Something about the description of the American Phoenix Super PAC made me all but certain that the person behind it had some Jewish connection. It was two things, actually, both included in the Super PAC’s 23-item “statement of purpose”:

2. Ban circumcision before the age of 18 and declare the practice mutilation.

3. Declare Islam a hostile political party, not a religious organization.

An anti-Muslim intactivist pushing the boundaries of election law?

Sure enough, Michael Benjamin of Hialeah, Fla., who founded American Phoenix in order to raise money and independently support candidates who align with his agenda, is half-Jewish.

Benjamin’s Super PAC got the attention of, among others, a writer at Foreign Policy, who pointed out that his “views are a little hard to pin down on the right-left spectrum.”

No kidding. In addition to banning circumcision of boys under 18 (“it’s a choice that should be made by the man and not by his father,” he said), Benjamin’s Super PAC advocates for the revocation or revision of all American free trade agreements, the elimination of toll roads and red light cameras and doing away with pensions for all elected officials.

But he’s most concerned about what he sees as the forces of Islam that are threatening the United States.

“They have already taken over Europe,” Benjamin told me over the phone. “They are already working on the African Americans.”

“Imagine,” he continued,” if one percent of these people become radicalized.”

* Work instruction 1
Reproduce the part of the passage on the American Phoenix Super PAC that begins at the words "Sure enough, Michael" and stops after "all elected officials.".
* Work instruction 2
Carry on the passage about the American Phoenix Super PAC and its founder from the point where it stops.

* Data excerpts

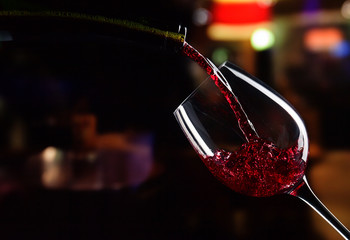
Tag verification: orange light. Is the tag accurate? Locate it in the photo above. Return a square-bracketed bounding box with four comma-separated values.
[304, 27, 344, 52]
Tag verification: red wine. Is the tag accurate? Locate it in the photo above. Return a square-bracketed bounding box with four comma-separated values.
[183, 42, 306, 197]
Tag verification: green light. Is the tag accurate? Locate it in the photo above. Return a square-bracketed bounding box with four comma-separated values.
[250, 28, 275, 51]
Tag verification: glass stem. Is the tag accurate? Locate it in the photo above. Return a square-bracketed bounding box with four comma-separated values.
[291, 177, 350, 239]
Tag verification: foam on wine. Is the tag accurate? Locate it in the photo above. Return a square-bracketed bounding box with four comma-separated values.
[183, 42, 306, 197]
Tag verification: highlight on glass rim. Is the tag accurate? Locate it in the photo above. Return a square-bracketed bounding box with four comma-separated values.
[0, 0, 350, 240]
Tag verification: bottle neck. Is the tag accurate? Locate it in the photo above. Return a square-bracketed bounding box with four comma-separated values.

* Answer box 1
Sure enough, Michael Benjamin of Hialeah, Fla., who founded American Phoenix in order to raise money and independently support candidates who align with his agenda, is half-Jewish.

Benjamin’s Super PAC got the attention of, among others, a writer at Foreign Policy, who pointed out that his “views are a little hard to pin down on the right-left spectrum.”

No kidding. In addition to banning circumcision of boys under 18 (“it’s a choice that should be made by the man and not by his father,” he said), Benjamin’s Super PAC advocates for the revocation or revision of all American free trade agreements, the elimination of toll roads and red light cameras and doing away with pensions for all elected officials.

* Answer box 2
Benjamin grew up in Iran in a household with one Jewish parent and one Muslim one. He lived in Israel for a few years, and he now runs a company dedicated to providing deep-sea burials. The company reportedly runs the Super PAC, and some have raised questions about whether it’s legal for a corporation, even a nonprofit one, to do so. But at least the connection helps explain the first item on the American Phoenix agenda:

1. Ban cremation as a polluting, energy wasting form of departure and replace it with deep-sea burial in an effort to re-nourish the sea.

The amount of energy it takes to cremate one body, Benjamin said, could power a train from Miami to Jacksonville. And deep-sea burial provides fish and other undersea wildlife with the food they need to survive.

“I’ve seen how fish use the protein,” Benjamin said. “They would use 100 percent of it. Nothing is wasted.”

Benjamin hasn’t raised any money yet, the result, he says, of a concerted attack on his websites by his Islamic enemies.

“It shows you the level of the involvement of these people,” Benjamin said. “It’s easier to hack the pentagon than Gmail.”